== What the exercise asks ==
Extract every line of the records below that contains the string "aircraft". The match is case-sensitive.
++++++++
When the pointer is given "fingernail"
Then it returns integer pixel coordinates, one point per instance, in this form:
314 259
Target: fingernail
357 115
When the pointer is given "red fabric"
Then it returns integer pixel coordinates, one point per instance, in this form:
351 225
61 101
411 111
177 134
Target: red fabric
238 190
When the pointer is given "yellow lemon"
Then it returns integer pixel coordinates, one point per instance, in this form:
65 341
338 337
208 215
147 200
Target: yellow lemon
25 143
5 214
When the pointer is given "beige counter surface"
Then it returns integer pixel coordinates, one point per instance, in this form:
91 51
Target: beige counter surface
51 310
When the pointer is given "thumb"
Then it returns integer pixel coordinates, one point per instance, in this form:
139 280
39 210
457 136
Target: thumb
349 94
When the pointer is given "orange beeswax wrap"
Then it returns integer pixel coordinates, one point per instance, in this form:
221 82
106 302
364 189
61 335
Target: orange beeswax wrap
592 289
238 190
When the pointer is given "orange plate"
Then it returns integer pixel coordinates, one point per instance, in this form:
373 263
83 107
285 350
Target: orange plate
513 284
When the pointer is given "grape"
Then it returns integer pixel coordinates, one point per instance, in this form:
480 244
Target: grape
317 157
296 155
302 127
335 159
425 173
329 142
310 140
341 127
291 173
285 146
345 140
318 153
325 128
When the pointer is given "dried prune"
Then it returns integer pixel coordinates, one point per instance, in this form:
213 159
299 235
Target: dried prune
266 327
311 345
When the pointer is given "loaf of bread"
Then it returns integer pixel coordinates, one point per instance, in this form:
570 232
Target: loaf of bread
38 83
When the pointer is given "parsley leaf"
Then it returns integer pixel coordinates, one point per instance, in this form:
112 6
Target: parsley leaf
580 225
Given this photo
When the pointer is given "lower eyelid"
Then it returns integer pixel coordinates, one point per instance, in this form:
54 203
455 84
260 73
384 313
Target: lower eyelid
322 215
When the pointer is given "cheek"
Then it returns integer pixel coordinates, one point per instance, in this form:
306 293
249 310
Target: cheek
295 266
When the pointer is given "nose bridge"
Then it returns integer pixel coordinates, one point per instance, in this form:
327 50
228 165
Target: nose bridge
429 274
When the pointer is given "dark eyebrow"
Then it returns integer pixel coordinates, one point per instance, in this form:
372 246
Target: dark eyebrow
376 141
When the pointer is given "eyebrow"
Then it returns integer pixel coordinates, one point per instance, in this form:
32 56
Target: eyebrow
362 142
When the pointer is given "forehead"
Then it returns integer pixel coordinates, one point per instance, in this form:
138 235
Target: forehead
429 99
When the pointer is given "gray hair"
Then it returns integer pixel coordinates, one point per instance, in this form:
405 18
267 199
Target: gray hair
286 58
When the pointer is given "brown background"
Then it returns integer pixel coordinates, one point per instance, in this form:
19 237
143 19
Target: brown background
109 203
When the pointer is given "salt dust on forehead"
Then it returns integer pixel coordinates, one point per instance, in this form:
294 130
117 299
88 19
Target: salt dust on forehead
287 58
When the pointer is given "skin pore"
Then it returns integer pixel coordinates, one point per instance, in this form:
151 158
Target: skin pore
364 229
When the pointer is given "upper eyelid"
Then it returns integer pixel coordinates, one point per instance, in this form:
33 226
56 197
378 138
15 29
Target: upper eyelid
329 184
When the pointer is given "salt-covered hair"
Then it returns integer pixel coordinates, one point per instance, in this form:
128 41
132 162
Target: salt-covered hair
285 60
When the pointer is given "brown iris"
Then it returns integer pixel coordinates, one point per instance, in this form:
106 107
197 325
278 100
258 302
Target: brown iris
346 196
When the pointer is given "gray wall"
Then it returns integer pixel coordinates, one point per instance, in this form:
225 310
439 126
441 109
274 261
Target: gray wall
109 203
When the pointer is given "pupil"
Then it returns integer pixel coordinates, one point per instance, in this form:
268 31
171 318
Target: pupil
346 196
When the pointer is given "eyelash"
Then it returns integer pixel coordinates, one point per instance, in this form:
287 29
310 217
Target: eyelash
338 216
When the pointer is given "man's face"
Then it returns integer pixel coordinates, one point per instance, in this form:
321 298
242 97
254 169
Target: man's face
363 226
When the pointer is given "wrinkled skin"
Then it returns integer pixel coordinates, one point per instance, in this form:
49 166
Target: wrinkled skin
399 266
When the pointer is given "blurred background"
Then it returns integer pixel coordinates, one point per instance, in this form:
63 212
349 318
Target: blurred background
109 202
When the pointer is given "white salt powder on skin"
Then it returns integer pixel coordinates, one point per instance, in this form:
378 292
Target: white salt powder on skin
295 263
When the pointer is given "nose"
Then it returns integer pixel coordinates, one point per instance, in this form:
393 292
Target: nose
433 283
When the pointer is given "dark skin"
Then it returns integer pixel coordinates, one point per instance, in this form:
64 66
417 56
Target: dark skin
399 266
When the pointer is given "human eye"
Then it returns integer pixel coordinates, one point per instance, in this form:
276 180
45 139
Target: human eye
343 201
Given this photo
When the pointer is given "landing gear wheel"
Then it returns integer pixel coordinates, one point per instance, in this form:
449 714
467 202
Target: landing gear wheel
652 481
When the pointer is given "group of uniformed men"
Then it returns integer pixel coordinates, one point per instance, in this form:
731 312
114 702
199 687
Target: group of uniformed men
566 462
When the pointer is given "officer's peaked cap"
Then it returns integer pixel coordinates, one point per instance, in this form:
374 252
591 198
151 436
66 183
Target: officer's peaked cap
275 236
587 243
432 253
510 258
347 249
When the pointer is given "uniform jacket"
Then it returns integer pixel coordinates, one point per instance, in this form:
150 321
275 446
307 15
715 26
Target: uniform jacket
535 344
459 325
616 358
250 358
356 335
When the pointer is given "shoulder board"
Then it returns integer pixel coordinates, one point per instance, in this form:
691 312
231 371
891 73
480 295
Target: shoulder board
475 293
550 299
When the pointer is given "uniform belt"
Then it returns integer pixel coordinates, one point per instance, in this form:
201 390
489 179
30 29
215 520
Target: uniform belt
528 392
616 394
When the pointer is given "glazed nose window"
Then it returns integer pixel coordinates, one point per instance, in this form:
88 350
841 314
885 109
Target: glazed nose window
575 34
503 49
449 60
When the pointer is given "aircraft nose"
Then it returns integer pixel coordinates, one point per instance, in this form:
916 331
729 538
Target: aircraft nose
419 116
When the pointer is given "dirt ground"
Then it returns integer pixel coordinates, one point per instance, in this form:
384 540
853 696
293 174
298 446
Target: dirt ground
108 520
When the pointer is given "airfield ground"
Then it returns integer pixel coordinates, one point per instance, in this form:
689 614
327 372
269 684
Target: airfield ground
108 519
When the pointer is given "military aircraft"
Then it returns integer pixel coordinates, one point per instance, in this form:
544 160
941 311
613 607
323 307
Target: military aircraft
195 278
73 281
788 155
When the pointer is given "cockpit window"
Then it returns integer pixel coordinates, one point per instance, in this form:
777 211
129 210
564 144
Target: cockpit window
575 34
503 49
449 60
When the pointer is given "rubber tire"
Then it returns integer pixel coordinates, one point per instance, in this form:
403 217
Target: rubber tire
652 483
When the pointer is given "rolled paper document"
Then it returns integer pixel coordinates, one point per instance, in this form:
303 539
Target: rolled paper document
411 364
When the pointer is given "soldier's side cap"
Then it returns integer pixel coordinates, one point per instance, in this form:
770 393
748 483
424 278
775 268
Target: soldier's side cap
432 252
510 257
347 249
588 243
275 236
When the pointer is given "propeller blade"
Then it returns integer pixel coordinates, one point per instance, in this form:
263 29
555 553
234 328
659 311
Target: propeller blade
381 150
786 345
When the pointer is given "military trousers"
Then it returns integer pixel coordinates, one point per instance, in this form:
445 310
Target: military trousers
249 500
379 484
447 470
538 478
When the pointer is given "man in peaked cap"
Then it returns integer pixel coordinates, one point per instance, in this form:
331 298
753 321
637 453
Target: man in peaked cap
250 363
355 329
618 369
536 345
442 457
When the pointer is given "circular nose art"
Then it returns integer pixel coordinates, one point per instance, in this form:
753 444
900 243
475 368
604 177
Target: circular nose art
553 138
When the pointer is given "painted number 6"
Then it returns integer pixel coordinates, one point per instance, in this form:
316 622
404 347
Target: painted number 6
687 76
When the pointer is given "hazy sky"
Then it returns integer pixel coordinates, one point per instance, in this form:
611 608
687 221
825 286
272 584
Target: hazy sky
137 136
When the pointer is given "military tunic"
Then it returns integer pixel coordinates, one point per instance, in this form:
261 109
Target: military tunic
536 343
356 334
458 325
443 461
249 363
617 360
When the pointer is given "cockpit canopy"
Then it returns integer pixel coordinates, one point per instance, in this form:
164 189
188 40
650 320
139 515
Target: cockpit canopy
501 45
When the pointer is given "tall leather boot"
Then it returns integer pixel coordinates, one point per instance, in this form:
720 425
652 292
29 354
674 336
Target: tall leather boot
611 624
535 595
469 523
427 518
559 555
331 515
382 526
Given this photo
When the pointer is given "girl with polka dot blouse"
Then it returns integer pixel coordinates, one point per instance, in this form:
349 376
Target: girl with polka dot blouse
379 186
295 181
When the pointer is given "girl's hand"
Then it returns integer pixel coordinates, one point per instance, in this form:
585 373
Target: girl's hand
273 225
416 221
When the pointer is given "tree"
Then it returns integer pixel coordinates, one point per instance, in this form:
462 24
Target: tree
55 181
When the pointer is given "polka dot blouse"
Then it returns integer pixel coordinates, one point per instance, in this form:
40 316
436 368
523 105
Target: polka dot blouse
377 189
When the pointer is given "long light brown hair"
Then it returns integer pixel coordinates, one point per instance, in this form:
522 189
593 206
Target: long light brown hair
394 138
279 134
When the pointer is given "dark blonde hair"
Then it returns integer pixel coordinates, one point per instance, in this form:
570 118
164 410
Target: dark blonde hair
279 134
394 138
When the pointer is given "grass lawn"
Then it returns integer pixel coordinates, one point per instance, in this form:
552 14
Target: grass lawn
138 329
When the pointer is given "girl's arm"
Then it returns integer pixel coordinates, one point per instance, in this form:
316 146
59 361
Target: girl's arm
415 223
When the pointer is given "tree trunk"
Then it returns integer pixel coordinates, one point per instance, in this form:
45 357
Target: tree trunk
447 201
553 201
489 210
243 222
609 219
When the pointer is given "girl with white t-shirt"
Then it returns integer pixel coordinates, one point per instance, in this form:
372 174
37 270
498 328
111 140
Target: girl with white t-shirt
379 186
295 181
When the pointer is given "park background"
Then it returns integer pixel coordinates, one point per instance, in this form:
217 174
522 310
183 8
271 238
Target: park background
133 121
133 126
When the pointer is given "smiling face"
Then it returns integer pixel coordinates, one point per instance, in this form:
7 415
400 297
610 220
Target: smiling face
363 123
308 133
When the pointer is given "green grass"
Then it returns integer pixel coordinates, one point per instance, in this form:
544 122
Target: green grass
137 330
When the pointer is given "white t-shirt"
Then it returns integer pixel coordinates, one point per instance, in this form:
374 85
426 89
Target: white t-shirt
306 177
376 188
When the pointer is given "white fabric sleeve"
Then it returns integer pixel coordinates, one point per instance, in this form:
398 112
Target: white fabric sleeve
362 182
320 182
++++++++
== Finished exercise ==
When the pointer is given "aircraft nose"
Target: aircraft nose
When the pointer is given "military aircraft"
Target: military aircraft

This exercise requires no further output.